Extract all lines in the data that contain the word "falling".

── Source data ──

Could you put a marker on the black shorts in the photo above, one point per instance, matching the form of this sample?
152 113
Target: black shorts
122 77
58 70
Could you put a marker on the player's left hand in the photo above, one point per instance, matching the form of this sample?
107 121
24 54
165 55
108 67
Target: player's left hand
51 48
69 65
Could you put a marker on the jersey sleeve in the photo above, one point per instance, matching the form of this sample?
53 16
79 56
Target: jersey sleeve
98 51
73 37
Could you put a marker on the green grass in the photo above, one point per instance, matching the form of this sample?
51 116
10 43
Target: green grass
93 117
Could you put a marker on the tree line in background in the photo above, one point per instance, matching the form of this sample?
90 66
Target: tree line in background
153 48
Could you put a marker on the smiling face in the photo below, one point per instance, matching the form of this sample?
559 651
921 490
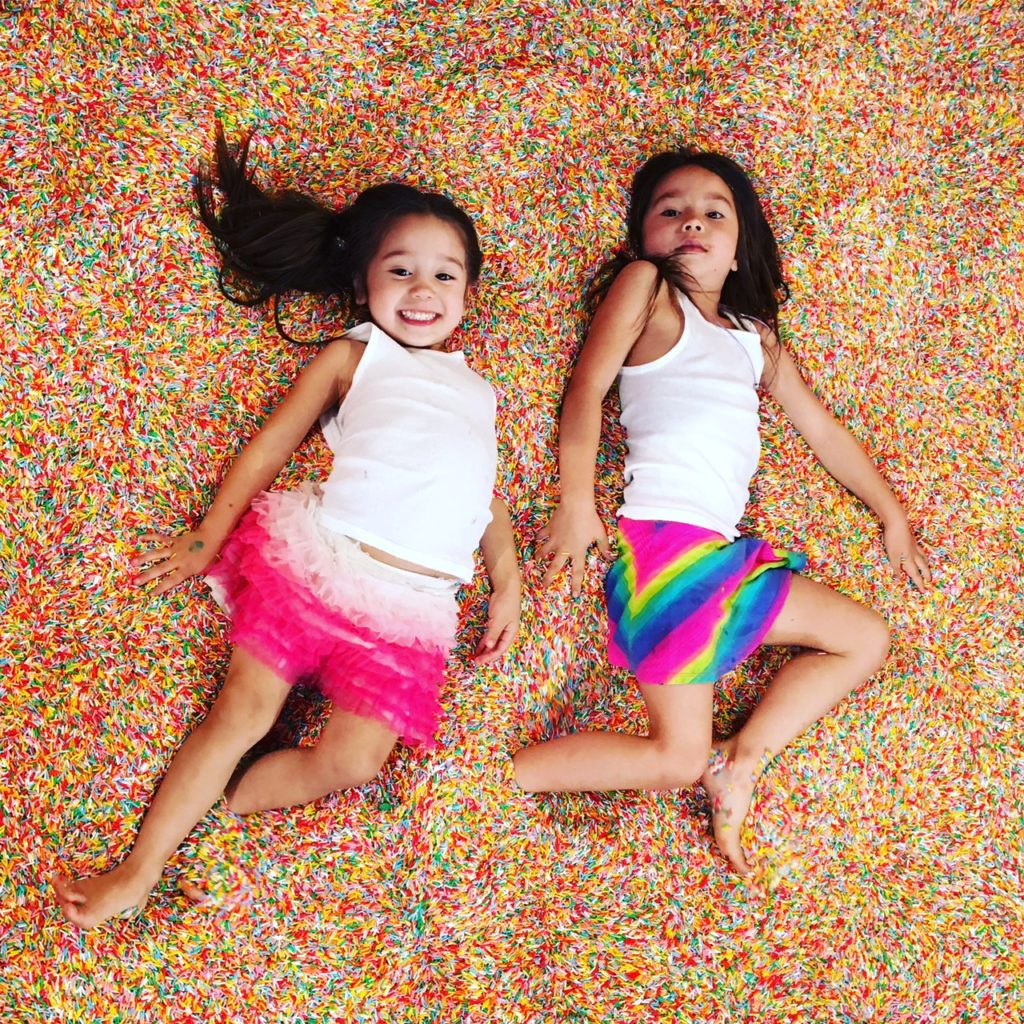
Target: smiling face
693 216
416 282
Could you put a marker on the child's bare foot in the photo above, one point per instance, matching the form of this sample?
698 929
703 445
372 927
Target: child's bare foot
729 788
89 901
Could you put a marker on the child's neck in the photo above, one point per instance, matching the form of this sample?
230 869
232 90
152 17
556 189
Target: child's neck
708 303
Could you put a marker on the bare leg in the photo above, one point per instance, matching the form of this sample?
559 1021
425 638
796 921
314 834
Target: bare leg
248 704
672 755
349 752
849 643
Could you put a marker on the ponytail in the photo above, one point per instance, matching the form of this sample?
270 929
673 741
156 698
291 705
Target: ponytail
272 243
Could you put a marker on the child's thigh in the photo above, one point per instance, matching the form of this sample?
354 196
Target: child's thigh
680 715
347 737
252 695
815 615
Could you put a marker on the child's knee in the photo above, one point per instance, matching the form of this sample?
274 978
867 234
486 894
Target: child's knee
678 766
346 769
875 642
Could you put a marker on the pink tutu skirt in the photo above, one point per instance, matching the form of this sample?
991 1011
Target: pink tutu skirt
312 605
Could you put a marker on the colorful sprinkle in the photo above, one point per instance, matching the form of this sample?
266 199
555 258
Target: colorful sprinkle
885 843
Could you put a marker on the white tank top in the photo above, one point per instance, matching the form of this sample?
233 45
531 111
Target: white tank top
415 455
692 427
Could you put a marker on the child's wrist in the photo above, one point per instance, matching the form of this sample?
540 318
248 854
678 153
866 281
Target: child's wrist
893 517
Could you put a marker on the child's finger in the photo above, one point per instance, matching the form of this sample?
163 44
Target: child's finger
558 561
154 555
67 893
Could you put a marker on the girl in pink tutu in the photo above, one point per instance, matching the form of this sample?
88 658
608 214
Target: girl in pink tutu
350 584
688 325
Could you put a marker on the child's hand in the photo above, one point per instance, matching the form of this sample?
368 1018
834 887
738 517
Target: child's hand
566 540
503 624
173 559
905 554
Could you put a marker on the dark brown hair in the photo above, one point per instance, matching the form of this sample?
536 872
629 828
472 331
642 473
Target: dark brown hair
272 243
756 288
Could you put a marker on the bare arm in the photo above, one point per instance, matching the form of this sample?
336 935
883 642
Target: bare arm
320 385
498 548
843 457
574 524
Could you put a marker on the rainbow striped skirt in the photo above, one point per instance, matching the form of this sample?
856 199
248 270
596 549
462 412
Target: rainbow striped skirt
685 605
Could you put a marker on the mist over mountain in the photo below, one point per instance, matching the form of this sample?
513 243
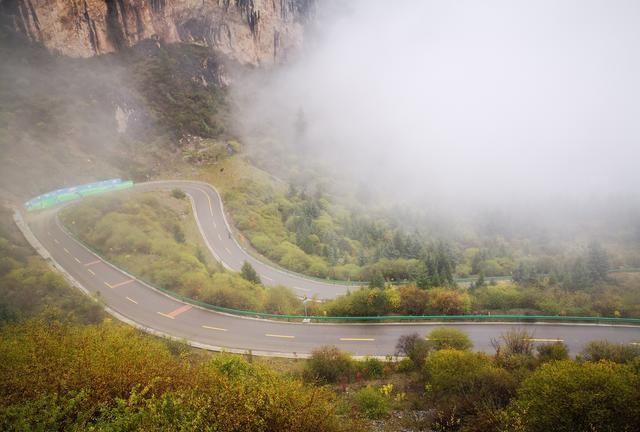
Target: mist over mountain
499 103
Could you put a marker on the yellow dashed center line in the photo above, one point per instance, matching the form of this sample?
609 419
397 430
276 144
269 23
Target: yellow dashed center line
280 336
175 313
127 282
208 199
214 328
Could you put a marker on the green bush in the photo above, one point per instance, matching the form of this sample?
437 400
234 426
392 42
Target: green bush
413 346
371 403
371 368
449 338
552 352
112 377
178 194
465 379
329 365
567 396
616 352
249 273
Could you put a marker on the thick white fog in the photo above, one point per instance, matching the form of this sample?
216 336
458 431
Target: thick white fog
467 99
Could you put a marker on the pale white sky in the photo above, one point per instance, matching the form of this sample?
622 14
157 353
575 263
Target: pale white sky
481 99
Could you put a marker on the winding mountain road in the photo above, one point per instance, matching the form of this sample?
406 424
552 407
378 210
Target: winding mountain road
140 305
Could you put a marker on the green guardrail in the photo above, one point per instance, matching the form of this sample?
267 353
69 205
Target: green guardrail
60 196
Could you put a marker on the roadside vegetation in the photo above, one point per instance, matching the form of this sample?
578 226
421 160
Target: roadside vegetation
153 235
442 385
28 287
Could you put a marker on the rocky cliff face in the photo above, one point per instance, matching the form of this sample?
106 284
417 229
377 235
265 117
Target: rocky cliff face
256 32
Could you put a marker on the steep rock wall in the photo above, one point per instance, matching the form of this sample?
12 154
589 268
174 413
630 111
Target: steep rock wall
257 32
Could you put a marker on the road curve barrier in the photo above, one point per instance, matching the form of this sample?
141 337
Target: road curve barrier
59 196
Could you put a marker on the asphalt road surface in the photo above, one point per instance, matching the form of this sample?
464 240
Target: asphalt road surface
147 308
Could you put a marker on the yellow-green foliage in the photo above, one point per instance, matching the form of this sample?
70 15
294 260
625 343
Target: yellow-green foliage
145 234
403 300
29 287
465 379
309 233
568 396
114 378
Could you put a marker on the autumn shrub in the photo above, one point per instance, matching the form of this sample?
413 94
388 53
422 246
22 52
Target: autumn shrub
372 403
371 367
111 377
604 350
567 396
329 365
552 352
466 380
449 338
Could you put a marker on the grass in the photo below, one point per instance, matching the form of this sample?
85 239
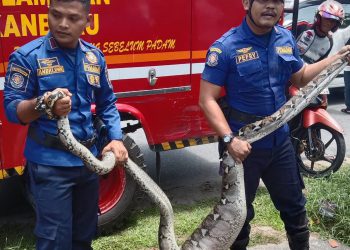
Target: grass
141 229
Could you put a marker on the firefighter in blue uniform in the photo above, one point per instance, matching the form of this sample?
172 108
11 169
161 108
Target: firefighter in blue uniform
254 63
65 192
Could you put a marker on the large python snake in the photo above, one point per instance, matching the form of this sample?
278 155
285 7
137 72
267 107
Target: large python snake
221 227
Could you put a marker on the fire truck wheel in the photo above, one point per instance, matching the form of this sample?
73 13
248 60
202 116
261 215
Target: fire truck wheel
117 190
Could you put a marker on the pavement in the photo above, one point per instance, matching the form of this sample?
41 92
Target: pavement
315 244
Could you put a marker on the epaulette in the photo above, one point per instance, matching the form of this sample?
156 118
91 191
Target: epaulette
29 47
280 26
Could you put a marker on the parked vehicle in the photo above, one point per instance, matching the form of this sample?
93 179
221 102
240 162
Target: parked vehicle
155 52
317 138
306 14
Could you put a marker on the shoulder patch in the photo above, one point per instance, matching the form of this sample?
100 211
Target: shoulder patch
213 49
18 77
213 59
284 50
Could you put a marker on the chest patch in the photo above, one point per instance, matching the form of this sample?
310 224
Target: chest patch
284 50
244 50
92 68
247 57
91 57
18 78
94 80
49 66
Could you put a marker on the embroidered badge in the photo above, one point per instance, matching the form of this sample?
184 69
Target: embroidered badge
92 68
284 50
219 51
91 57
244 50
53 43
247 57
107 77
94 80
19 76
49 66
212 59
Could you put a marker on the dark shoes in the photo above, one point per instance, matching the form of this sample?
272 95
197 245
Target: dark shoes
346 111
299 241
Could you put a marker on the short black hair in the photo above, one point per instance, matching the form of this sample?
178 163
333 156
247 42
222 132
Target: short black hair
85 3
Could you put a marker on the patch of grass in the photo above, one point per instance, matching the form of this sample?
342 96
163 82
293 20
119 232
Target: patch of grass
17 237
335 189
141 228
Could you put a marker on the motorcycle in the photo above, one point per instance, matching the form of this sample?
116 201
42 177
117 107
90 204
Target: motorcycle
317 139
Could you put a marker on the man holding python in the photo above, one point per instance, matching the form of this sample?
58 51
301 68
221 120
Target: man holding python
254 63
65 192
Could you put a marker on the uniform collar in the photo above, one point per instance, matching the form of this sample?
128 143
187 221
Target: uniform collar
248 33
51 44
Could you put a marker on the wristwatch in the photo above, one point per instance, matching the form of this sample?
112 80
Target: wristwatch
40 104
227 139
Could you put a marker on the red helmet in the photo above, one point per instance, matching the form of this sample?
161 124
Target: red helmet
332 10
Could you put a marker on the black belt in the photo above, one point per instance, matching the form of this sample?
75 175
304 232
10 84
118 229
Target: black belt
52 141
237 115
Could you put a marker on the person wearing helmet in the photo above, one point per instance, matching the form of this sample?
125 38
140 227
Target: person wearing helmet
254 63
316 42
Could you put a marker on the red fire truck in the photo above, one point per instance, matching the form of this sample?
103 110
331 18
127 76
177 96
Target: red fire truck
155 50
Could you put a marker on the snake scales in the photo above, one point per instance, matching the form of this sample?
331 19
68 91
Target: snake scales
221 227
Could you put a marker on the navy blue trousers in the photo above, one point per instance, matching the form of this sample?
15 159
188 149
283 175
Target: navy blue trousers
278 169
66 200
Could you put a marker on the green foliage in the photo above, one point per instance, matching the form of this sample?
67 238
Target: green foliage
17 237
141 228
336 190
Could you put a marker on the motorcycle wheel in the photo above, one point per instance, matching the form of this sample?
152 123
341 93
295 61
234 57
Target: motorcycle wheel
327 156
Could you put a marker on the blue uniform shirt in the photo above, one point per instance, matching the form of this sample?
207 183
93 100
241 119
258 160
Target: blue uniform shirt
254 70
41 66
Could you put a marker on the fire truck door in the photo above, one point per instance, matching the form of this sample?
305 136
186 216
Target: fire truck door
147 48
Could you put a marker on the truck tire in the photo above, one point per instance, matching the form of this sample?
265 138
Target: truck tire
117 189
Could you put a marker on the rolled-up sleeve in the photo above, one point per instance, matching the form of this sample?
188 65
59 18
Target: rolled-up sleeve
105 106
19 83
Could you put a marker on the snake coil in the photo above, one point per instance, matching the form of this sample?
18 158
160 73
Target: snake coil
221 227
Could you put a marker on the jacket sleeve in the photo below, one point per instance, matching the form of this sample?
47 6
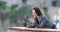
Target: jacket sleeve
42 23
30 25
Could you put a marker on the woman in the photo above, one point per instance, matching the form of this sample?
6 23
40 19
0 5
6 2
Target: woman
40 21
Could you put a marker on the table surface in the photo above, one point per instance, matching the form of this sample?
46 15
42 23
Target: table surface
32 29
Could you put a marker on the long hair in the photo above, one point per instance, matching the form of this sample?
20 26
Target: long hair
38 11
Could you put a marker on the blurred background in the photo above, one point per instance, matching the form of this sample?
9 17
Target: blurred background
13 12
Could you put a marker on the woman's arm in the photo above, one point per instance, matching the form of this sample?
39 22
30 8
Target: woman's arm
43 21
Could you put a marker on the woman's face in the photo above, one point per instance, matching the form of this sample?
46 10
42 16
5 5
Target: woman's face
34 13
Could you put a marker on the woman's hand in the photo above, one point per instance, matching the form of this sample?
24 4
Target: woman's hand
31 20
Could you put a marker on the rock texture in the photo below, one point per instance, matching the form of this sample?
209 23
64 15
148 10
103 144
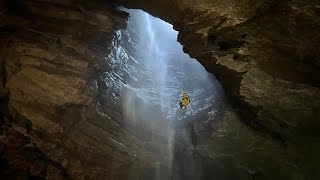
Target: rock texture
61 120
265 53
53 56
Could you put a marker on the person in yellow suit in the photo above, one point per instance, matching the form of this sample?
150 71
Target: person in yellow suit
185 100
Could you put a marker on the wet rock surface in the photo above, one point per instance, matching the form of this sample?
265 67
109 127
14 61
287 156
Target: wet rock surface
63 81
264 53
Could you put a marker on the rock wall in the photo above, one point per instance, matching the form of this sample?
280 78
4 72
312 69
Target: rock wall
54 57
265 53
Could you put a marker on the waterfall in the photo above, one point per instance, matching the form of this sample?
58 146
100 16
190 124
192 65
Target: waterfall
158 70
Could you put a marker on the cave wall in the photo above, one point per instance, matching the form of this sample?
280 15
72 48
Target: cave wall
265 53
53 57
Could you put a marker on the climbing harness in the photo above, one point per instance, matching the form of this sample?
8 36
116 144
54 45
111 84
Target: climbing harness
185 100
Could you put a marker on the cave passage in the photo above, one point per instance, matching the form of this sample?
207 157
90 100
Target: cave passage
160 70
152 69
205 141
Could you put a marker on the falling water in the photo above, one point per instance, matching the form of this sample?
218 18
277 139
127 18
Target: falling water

───

◆ **Worked solution**:
Could you put a marker on the falling water in the photo above, one point per instance, matching the form of this sample?
Target: falling water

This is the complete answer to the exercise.